Find "[mark] microphone (a" in the material below, then copy that line and every subsequent line to the end, exactly.
+++ RECORD EXCERPTS
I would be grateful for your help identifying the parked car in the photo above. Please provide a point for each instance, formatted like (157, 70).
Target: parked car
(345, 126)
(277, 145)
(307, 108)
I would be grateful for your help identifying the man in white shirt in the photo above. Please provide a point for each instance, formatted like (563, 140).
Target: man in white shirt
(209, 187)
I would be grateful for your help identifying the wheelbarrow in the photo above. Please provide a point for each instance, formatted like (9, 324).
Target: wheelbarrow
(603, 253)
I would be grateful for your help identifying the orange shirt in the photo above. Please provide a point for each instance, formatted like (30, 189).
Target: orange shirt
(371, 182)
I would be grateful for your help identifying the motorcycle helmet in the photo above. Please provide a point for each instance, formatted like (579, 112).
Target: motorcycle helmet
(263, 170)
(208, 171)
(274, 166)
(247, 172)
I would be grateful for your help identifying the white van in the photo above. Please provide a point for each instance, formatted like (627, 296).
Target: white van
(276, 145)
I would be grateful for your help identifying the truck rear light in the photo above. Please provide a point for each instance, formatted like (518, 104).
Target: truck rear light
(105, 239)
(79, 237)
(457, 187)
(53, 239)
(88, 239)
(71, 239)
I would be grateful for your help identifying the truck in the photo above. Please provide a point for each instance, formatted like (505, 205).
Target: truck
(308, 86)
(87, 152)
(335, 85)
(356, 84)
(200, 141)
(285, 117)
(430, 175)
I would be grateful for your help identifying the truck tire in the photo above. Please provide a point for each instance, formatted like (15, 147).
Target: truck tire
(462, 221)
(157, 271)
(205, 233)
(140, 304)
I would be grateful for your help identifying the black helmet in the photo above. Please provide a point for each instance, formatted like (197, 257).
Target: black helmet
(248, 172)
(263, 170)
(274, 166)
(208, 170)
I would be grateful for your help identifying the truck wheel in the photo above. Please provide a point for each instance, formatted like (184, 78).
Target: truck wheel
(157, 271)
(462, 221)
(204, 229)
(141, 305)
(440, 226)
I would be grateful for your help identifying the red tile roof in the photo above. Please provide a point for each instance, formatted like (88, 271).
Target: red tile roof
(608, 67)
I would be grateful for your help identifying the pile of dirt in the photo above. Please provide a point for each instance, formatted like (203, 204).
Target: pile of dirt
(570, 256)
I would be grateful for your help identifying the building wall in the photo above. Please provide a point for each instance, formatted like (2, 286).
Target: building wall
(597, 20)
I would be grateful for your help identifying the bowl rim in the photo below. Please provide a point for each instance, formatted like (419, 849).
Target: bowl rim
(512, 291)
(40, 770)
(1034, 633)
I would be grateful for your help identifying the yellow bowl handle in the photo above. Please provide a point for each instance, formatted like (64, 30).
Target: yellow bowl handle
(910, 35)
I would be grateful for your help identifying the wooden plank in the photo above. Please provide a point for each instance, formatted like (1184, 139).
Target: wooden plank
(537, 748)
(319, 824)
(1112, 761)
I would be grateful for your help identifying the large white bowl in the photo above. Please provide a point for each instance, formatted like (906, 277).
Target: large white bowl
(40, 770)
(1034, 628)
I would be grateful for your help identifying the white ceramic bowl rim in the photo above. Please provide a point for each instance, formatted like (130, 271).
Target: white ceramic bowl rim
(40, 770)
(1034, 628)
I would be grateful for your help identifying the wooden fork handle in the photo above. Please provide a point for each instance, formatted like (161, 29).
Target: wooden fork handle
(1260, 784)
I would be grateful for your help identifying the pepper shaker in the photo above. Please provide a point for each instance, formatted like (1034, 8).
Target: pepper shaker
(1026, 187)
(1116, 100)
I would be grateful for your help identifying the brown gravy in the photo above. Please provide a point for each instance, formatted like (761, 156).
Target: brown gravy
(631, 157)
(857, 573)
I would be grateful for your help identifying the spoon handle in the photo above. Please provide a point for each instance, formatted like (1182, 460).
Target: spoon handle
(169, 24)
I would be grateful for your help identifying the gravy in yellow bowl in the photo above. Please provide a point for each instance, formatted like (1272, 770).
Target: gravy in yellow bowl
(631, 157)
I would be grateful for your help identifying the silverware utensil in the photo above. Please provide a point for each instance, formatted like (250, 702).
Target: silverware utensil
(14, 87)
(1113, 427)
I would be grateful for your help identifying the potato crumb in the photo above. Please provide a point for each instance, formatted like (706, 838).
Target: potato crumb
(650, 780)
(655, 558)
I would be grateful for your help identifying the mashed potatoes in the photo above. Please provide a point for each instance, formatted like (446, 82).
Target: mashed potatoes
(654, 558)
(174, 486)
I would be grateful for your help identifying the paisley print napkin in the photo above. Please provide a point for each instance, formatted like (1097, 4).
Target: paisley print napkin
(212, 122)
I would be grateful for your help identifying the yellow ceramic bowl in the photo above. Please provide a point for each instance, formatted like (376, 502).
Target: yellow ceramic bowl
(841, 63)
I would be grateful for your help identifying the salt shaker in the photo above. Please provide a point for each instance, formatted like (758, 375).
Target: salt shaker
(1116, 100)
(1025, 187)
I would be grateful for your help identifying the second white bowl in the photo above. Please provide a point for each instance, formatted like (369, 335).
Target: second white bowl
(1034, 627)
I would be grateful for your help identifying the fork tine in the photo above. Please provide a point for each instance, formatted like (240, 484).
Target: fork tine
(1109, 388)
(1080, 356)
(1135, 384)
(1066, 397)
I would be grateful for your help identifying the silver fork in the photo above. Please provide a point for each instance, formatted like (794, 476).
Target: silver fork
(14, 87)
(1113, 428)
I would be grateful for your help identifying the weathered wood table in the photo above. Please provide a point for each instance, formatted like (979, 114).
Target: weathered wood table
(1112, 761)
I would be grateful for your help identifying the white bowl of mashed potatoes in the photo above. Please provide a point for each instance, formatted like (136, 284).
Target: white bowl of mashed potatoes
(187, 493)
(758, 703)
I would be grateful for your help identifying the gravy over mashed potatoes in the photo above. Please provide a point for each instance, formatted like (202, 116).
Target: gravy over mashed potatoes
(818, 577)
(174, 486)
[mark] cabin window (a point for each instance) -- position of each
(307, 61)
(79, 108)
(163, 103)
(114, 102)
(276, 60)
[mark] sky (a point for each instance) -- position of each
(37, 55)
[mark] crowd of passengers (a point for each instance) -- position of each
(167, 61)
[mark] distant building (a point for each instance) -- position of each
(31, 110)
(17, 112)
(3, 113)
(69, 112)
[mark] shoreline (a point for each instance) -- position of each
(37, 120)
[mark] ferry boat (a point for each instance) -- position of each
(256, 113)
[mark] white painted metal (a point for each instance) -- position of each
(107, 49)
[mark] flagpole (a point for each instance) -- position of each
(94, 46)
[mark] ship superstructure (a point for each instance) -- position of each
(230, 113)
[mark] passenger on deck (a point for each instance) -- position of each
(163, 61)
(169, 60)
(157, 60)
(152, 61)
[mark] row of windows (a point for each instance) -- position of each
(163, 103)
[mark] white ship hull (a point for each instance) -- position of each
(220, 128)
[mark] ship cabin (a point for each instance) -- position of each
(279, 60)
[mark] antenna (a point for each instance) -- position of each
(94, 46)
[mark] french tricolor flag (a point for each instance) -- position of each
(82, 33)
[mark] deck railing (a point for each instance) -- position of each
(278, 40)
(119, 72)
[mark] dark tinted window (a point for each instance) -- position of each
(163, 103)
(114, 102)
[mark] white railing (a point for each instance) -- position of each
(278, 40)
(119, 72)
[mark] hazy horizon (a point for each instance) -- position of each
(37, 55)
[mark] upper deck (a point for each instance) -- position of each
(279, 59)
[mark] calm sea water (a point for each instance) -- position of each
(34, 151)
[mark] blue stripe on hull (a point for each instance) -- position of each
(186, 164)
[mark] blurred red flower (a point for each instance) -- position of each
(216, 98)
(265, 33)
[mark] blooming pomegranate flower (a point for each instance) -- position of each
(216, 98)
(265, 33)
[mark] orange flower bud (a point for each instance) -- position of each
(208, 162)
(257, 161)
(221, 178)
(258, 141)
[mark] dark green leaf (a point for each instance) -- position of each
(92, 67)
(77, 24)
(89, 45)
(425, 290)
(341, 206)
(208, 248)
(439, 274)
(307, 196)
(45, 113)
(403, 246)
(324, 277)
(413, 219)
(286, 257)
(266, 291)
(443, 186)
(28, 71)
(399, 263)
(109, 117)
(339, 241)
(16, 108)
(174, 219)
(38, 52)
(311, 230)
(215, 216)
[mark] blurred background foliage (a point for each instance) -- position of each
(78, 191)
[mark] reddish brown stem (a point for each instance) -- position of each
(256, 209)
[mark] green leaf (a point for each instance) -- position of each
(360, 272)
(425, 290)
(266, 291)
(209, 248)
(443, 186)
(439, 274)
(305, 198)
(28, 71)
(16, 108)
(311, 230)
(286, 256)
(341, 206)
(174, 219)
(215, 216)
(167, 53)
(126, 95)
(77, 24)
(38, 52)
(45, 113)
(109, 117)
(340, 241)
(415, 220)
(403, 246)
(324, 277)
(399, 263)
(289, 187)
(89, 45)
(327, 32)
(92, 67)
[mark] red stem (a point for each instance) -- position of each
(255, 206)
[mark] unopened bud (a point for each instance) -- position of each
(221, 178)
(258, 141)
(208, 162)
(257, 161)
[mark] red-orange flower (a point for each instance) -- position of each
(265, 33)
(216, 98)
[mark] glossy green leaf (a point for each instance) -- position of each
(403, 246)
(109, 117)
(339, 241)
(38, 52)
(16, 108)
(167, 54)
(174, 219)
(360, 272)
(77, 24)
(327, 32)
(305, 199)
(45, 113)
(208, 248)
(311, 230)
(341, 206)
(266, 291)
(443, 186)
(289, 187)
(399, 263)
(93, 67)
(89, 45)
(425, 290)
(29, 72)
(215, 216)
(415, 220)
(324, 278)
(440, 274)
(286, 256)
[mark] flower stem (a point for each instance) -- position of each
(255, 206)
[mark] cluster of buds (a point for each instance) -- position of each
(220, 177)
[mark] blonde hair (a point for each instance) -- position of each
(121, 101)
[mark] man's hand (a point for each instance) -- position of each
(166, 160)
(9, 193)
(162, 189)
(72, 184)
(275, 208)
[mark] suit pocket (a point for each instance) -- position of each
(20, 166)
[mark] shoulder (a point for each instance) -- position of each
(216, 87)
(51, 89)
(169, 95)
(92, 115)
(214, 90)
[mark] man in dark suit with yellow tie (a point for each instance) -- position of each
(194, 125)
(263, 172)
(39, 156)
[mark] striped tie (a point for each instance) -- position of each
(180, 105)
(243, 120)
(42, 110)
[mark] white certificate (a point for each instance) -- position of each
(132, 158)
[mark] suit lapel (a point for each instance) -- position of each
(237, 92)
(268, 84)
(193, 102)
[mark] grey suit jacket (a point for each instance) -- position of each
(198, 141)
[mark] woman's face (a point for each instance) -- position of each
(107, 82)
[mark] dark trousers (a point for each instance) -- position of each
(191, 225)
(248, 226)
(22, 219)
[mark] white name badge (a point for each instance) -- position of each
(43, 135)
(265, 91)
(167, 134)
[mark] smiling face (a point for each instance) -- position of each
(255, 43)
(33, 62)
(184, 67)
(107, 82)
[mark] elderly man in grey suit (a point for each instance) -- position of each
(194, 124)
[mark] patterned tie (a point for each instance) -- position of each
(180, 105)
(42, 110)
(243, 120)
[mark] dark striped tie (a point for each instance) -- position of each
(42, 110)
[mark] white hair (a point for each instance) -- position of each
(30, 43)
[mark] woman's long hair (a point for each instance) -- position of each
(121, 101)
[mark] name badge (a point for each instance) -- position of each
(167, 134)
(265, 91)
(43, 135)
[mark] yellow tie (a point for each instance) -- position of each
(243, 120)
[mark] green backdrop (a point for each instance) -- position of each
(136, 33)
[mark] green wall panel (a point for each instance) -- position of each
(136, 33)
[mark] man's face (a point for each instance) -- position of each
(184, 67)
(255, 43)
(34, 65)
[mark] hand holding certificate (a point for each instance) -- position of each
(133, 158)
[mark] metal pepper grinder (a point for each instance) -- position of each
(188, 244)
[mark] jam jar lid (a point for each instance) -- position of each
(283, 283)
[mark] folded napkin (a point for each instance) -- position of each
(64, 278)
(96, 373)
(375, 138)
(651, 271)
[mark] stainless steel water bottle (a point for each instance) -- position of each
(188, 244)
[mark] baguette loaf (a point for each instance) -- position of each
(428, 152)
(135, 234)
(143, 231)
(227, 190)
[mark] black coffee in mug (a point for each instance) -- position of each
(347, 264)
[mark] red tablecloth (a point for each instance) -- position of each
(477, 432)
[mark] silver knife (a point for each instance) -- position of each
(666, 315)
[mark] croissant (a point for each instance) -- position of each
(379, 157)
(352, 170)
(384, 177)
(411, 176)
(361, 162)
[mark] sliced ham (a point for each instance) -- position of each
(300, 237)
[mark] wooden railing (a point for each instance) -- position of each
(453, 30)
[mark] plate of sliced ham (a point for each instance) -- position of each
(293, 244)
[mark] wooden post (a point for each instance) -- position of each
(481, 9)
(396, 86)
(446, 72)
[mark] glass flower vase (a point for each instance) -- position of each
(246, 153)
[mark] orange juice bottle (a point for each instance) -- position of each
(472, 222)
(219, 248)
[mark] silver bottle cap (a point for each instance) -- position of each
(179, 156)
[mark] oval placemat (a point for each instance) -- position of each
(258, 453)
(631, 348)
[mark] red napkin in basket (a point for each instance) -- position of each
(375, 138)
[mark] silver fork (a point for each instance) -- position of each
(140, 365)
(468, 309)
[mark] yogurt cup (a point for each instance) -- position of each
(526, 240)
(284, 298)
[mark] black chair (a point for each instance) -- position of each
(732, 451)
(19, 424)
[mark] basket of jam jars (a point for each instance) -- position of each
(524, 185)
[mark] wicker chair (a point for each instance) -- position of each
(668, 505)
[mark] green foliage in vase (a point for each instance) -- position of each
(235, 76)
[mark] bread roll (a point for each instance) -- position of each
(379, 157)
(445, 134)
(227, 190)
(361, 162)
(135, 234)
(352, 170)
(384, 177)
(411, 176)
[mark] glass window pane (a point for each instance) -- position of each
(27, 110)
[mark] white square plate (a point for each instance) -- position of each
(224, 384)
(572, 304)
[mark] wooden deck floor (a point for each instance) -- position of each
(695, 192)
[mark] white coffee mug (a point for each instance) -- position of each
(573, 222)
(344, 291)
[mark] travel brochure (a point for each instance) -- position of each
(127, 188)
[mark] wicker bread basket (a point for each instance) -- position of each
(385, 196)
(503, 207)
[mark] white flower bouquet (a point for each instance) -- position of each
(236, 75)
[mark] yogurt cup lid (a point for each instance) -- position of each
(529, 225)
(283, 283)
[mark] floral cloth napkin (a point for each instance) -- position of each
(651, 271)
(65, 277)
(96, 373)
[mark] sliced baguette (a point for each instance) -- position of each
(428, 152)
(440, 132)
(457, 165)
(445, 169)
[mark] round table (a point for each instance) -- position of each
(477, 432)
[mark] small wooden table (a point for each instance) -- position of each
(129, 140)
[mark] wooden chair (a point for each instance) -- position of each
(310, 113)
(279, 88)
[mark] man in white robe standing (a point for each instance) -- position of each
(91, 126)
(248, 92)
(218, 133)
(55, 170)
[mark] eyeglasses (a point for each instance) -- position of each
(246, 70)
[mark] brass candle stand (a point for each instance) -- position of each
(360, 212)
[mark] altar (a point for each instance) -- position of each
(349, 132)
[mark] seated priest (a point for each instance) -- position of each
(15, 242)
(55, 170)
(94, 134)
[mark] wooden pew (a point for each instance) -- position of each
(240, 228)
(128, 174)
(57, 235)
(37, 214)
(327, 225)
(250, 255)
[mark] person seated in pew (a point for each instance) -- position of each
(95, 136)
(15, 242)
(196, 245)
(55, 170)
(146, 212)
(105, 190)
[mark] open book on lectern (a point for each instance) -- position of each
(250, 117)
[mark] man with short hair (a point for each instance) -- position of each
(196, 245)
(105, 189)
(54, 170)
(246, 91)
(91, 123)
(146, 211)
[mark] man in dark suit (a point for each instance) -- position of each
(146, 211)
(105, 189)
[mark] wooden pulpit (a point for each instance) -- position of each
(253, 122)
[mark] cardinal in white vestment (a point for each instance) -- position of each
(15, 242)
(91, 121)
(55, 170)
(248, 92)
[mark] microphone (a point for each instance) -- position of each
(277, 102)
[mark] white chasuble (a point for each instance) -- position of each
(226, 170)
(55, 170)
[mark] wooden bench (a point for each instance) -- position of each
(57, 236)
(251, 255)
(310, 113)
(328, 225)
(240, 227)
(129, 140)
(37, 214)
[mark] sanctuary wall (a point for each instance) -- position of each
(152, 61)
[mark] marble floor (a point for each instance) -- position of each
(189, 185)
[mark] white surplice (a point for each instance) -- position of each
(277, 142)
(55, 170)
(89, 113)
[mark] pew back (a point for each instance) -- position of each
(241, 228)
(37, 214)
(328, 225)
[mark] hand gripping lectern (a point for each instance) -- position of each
++++++
• _ANSWER TO THIS EXERCISE_
[mark] microphone (a point for each instance) -- position of each
(277, 102)
[mark] white chasuble (a point for each instance) -- position of each
(226, 170)
(55, 170)
[mark] wooden bench (a point for each instance) -- position of each
(57, 236)
(251, 255)
(310, 113)
(328, 225)
(240, 227)
(129, 140)
(37, 214)
[mark] sanctuary wall (a point for each instance) -- position of each
(152, 61)
[mark] marble floor (a point for each instance) -- position of each
(189, 185)
[mark] white surplice (a point for each instance) -- position of each
(277, 142)
(55, 170)
(89, 113)
[mark] pew back (a point for each instance) -- position of each
(241, 228)
(37, 214)
(328, 225)
[mark] hand gripping lectern (a point for each instance) -- position of each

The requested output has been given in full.